- Task description: Can the data below be set down again exactly, line for line?

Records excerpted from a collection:
== Segment start ==

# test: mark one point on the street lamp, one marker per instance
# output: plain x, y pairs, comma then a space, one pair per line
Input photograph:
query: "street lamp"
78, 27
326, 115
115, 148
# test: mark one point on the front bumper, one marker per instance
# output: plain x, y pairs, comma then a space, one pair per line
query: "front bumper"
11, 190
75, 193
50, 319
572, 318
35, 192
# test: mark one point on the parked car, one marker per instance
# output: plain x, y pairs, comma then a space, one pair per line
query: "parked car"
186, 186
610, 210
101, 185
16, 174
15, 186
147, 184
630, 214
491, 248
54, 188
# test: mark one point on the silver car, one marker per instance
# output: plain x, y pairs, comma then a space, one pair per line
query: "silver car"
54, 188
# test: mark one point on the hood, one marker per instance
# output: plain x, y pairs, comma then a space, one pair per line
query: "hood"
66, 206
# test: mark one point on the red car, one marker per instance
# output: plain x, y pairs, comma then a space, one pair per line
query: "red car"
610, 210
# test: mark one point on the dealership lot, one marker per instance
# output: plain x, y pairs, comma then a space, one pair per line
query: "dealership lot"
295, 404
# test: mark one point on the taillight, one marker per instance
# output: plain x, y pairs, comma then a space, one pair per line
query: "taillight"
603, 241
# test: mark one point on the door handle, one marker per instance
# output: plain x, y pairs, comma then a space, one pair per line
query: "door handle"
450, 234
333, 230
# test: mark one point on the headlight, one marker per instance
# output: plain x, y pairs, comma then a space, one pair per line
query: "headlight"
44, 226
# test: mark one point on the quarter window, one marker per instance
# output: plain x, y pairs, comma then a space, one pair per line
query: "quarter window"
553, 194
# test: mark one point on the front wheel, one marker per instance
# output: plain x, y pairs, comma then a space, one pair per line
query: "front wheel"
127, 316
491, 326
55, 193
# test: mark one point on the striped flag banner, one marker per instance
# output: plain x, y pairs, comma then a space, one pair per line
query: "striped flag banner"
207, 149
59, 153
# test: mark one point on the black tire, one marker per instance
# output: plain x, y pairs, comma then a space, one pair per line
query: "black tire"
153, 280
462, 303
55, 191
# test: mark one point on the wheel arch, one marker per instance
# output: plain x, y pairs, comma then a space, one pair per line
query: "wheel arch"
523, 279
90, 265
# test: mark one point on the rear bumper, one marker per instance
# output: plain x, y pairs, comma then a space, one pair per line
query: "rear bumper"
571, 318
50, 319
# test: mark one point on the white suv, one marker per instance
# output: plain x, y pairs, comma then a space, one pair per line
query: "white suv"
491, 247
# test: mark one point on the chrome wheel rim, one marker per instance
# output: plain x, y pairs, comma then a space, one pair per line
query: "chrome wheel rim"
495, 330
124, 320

== Segment end ==

- Result of the task:
# test: mark one point on the street lamp, one marker per instance
# output: plain x, y pairs, comma then a space, one pair per line
Input photograph:
query: "street lamp"
78, 27
326, 115
115, 148
# test: mark one point on the front bumper, one marker per instance
# output: plain x, y pairs, comma then a space, one pair per line
query: "front bumper"
11, 190
75, 193
50, 319
572, 318
35, 192
# test: mark one point on the parked car, one marker per instance
# output: plain x, y pairs, comma then a space, one pair per line
query: "parked car"
186, 186
610, 210
101, 185
16, 174
15, 186
147, 184
630, 214
491, 248
54, 188
# test: mark one point on the silver car, one marker per instance
# output: plain x, y pairs, comma then a space, one pair per line
query: "silver car"
54, 188
# test: mark one point on the hood, one marker per instance
# output: plain x, y pairs, comma then a space, one pair per line
query: "hood"
66, 206
# test: mark one point on the red car, one marker per instance
# output: plain x, y pairs, comma then a space, one pair per line
query: "red car"
610, 210
# test: mark one point on the dealership lot, one marker per instance
# output: plain x, y pairs, comma then a space, one pair per line
query: "dealership lot"
295, 404
# test: mark one point on the taillight, one marker per instance
# output: plain x, y pairs, comma then a space, one pair per line
query: "taillight"
603, 241
# test: mark one point on the door handle, one marker per instance
# output: plain x, y pairs, comma then a space, one pair per line
query: "door handle"
450, 234
333, 230
# test: mark one point on the headlight, one marker per instance
# output: plain x, y pairs, comma then a space, one pair per line
query: "headlight"
44, 226
# test: mark one point on the quarter window, one marker per instance
# output: plain x, y pairs, comma then a space, one pair per line
query: "quarter window"
553, 194
# test: mark one point on the front wheel, one marker per instance
# output: plain x, y pairs, comma then a space, one pair per line
query: "front wheel"
127, 316
491, 326
55, 193
# test: mark one point on the striped flag banner, one marker per instance
# output: plain x, y pairs, comma then a space, one pair per line
query: "striped flag banner"
207, 149
59, 153
# test: mark one point on the black tire, one marker per instance
# output: plain x, y pairs, comma then a space, one pair per line
query: "black tire"
153, 280
462, 303
55, 191
# test: mark one point on the wheel arch, one marker per instance
# output: plain x, y pairs, comma then a space, one pair per line
query: "wheel arch"
523, 279
90, 265
# test: mark one point on the rear bumper, one marker per instance
# output: plain x, y pairs, comma then a space, one pair per line
query: "rear bumper"
571, 318
50, 319
# test: mark one point on the white suv, one marker per instance
# output: plain x, y pairs, comma then a space, one pair per line
query: "white suv"
491, 247
# test: mark one point on the chrome wheel rim, one marker per instance
# output: plain x, y pairs, comma then a space, one pair per line
query: "chrome wheel rim"
495, 330
124, 320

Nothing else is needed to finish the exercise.